Task requirements:
Go through the entries below and return every line that contains "tree".
Data records: Begin
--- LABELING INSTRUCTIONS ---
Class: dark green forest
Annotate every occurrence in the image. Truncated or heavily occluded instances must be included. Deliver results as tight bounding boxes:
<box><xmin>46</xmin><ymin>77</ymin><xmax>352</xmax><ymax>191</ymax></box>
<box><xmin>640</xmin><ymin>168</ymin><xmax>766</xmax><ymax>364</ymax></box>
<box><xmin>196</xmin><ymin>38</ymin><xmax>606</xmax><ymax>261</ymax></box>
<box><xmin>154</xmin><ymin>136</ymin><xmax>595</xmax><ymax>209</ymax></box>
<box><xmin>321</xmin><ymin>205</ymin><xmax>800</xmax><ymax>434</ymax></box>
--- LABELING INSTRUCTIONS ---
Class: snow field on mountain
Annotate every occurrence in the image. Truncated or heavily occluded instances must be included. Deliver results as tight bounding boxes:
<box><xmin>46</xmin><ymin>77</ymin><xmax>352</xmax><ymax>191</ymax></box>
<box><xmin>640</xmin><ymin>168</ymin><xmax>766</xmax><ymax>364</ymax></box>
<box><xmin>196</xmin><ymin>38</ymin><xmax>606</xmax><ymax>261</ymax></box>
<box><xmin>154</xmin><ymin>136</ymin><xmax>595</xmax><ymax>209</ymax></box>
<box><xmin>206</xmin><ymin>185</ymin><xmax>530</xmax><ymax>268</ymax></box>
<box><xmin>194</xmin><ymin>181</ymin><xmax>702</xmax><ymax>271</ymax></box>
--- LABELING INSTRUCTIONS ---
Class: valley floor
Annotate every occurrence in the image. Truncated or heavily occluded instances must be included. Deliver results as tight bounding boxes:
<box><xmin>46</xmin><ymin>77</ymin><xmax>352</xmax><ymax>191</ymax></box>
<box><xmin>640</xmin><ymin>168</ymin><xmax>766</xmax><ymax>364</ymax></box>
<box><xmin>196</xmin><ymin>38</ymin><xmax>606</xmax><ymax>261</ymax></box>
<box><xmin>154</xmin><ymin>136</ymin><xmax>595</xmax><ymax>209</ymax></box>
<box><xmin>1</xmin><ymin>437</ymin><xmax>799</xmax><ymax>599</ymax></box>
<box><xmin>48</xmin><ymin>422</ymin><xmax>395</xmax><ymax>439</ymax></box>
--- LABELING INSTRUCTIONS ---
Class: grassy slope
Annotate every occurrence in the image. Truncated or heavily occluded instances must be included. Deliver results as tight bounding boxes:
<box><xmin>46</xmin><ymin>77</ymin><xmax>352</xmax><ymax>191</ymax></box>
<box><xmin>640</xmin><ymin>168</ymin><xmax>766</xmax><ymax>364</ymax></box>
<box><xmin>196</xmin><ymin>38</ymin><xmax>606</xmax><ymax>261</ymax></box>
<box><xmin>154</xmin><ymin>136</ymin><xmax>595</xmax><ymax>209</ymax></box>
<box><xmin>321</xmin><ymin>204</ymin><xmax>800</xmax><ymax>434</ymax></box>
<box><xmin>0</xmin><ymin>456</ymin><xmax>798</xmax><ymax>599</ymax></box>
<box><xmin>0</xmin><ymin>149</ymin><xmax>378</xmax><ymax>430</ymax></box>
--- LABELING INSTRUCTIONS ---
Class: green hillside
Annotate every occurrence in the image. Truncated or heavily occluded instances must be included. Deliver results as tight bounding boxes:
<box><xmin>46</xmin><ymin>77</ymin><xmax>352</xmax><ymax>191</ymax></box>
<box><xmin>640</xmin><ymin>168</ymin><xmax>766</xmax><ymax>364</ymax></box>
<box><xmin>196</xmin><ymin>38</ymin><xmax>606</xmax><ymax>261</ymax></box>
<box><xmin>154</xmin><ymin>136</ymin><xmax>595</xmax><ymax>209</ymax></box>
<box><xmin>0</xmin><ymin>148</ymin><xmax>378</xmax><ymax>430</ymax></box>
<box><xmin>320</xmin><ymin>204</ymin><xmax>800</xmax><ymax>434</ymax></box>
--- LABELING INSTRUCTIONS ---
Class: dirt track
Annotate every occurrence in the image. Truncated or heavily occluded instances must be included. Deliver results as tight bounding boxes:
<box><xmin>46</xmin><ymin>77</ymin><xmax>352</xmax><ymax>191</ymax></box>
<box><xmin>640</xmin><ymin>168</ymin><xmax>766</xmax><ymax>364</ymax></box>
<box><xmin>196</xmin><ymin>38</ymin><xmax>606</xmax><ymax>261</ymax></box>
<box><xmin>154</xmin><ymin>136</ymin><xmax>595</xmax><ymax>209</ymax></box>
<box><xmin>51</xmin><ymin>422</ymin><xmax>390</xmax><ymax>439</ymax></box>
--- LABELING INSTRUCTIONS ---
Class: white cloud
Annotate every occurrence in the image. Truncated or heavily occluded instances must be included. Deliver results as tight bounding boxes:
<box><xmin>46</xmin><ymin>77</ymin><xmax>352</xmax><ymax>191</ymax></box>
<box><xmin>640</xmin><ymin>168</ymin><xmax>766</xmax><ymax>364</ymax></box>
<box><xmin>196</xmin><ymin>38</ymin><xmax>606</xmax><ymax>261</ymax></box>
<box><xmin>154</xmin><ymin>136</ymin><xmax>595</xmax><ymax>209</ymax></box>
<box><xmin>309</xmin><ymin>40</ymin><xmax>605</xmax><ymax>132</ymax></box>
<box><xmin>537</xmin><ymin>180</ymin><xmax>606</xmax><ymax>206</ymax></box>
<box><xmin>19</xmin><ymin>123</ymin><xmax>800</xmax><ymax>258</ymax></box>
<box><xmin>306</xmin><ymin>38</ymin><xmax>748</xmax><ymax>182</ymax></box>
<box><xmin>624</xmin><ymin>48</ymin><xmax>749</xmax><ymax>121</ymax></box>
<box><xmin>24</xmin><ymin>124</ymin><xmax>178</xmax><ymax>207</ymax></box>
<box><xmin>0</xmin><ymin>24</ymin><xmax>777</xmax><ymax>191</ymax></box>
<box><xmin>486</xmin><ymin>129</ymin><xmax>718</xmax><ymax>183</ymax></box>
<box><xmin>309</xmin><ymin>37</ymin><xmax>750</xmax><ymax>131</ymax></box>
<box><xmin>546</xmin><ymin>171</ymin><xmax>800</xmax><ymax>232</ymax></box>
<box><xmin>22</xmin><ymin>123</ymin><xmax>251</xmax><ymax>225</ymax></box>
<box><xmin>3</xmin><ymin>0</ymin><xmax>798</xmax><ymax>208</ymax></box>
Data records: End
Data records: Begin
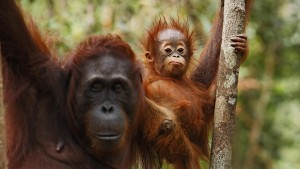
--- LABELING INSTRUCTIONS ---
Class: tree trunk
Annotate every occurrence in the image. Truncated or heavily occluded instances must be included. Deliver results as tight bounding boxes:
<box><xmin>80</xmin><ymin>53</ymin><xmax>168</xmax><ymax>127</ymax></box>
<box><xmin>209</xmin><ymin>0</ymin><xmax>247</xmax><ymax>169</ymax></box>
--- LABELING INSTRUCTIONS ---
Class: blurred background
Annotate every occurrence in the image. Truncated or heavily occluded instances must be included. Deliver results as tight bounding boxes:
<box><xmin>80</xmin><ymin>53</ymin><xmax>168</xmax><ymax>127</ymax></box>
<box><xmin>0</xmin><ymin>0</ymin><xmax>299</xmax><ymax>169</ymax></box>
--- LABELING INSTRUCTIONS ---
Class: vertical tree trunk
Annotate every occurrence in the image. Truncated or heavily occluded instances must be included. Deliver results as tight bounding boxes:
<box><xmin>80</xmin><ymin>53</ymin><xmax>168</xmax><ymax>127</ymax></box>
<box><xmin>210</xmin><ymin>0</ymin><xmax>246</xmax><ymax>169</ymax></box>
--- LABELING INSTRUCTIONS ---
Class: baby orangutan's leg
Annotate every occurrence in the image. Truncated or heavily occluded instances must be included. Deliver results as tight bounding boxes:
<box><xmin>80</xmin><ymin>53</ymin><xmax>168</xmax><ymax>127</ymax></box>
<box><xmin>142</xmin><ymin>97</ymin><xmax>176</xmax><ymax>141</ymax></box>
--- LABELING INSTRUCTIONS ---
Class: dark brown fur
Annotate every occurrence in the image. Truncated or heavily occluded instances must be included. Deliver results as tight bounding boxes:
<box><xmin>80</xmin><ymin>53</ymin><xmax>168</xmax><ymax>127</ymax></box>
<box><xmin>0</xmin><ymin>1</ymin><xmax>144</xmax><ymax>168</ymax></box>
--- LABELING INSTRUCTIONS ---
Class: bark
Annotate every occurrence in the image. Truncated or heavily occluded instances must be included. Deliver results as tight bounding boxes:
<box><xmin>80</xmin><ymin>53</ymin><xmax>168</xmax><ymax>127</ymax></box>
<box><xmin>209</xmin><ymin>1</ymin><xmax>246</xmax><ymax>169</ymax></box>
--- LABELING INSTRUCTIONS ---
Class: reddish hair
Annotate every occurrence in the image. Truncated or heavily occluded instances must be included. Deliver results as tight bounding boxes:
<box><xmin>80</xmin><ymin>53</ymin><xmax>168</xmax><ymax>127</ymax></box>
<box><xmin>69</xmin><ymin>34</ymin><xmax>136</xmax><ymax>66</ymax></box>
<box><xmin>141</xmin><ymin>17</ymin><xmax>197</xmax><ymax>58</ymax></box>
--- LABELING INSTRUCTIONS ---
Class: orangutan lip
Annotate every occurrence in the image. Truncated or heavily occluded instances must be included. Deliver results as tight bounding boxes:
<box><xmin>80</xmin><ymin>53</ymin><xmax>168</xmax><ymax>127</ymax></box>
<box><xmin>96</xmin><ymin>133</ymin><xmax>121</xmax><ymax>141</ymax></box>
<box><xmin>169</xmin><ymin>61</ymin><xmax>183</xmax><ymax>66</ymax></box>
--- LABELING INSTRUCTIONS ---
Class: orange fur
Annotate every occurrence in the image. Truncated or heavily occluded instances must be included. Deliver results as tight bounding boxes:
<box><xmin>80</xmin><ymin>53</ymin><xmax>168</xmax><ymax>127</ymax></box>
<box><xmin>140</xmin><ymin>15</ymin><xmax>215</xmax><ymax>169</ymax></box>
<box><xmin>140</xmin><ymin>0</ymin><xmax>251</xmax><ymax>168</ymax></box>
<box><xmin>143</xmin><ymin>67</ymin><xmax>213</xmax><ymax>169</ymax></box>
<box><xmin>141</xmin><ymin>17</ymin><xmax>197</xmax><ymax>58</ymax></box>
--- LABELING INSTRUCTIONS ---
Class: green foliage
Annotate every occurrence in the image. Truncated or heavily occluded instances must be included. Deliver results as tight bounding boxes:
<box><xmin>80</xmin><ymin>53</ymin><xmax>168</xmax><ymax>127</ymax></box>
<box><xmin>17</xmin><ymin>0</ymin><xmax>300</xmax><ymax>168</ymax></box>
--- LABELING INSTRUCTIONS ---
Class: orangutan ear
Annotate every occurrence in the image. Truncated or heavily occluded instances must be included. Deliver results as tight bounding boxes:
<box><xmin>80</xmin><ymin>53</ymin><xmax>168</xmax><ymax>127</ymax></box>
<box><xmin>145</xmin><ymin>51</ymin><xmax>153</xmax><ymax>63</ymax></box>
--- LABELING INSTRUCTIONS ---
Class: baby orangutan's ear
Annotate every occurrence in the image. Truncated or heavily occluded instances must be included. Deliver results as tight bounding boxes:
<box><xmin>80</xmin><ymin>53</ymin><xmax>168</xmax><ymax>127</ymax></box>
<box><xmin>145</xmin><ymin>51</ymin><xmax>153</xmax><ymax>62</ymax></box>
Data records: End
Data records: Begin
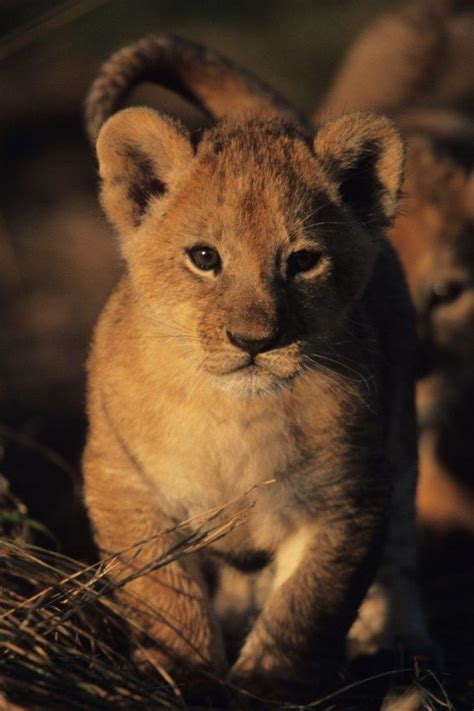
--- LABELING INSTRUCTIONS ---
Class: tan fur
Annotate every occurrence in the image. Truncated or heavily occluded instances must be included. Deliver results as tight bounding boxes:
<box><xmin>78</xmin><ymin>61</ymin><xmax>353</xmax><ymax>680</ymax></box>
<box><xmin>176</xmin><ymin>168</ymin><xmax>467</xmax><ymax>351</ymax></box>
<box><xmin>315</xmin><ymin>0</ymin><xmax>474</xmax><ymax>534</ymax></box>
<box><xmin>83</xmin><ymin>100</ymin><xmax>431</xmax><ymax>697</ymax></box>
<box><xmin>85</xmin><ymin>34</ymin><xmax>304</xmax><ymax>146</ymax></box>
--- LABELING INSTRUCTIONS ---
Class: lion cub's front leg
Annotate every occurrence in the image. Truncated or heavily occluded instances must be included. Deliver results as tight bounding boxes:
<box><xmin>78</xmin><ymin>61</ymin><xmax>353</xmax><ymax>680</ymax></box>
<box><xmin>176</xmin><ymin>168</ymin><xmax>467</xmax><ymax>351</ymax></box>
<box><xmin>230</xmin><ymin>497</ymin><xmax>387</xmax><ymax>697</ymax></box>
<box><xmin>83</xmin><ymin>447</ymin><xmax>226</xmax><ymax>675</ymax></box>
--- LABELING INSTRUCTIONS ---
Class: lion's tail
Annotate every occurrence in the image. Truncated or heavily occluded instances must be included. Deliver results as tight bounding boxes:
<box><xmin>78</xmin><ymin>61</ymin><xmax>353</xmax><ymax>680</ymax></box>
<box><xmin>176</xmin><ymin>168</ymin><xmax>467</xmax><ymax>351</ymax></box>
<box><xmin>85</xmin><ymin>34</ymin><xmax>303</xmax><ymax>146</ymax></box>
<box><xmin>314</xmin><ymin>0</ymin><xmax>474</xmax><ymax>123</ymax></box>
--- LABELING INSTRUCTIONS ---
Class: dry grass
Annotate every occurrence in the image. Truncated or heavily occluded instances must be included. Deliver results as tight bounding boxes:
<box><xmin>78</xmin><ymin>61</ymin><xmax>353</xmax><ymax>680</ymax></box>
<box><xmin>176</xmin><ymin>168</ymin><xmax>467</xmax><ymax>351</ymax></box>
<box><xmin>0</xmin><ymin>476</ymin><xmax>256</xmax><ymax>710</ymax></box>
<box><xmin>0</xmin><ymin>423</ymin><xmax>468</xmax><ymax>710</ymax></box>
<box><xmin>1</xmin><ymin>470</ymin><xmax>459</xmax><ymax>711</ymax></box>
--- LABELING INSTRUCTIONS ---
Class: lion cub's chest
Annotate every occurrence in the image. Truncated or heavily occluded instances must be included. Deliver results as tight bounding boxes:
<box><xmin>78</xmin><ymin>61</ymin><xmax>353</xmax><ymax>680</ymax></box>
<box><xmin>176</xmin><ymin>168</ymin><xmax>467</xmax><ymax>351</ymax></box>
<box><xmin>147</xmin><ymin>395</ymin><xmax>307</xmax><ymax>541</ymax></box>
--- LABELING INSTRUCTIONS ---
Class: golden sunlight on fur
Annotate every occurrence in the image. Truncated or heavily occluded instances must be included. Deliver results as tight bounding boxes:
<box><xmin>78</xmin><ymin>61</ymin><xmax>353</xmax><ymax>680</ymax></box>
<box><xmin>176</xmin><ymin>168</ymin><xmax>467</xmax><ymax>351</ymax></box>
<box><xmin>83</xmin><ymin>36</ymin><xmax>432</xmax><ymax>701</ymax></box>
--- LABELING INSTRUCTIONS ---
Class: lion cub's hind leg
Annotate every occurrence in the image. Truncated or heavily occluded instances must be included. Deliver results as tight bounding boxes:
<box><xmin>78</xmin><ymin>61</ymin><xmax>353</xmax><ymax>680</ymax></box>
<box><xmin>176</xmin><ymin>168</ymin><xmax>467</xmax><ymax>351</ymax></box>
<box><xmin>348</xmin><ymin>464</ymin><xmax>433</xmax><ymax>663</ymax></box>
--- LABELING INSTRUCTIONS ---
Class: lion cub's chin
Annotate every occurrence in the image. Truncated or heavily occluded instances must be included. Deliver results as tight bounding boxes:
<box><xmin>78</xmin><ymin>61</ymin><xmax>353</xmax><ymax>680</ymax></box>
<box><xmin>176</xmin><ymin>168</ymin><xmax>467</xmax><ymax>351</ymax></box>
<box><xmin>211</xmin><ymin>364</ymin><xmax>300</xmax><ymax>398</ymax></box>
Data records: End
Problem solution:
Class: tree trunk
Class: vertical tree trunk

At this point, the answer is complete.